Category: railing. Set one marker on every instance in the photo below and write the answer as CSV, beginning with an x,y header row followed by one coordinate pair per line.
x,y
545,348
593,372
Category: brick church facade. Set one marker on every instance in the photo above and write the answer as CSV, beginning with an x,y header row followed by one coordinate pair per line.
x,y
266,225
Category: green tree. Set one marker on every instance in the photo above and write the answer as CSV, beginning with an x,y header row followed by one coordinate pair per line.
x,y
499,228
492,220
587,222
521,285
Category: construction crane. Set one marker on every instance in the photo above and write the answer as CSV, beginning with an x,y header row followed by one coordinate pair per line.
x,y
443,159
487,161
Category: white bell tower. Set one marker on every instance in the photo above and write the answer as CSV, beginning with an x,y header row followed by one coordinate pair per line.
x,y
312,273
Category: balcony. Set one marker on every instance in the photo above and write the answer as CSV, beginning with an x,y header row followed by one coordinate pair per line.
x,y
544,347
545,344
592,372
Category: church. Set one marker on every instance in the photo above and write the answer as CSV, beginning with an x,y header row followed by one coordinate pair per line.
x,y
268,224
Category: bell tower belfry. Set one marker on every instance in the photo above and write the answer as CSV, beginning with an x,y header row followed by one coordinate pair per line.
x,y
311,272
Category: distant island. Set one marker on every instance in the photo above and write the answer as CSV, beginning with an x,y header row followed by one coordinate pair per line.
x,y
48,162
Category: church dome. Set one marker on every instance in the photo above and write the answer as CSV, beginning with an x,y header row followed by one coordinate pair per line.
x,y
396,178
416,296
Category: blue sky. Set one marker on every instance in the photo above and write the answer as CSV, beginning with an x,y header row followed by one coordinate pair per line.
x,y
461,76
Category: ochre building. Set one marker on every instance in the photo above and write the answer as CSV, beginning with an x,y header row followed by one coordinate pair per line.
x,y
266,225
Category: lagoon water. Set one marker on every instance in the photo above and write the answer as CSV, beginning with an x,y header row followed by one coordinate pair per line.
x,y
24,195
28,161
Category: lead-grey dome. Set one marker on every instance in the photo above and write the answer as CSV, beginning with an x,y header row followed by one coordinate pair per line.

====

▶ INSTRUCTIONS TO FOLLOW: Every line between the one holding "Category: distant island." and the end of the listing above, inclusive, must be transcribed exactly; omit all others.

▶ SOLUTION TO THIS PROBLEM:
Category: distant island. Set one marker on every instance in the photo above and write the answer as CSV, beginning with an x,y header row followed by one coordinate pair per line.
x,y
48,162
Category: church dome. Set one marker on every instance in the photo above and write the answer as CSV, beginning with an x,y header row followed by one coordinate pair per line.
x,y
396,178
416,296
Category: blue sky. Set one marker on every instance in the photo above and write the answer as CSV, beginning with an x,y header row followed by one coordinate pair per line.
x,y
461,76
Category: ochre building. Set one marker on every instance in the photo above and write the answer as CSV, beginning with an x,y header row followed by one coordinate pair per line.
x,y
266,225
Category: lagoon water. Set one marker on every instance in the photo above and write the answer as CSV, beginning with an x,y header row followed by one coordinate pair per line.
x,y
24,195
28,161
Category: lead-grey dome. Set one marker on every instance in the photo above and write the answer as CSV, beginning with an x,y header row followed by one coordinate pair per line.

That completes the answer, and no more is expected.